(Excerpt from a dataset)
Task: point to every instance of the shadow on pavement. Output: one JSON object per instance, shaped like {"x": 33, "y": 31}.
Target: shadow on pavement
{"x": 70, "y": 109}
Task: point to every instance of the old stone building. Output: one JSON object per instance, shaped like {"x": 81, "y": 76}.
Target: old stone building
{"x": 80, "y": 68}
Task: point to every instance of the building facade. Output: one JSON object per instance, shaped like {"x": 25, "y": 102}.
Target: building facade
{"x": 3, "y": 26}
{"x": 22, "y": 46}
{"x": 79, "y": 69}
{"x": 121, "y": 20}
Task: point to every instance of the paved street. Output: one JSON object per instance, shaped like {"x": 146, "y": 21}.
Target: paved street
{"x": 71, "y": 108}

▶ [Stated task] Retype the records word for word, starting at the line that contains "Task: point to every instance of the paved" and ending at the last line of the records, both included.

▶ [Exercise answer]
Task: point to every instance of the paved street. Output: one JSON object per instance, shaped like {"x": 146, "y": 21}.
Target: paved street
{"x": 71, "y": 108}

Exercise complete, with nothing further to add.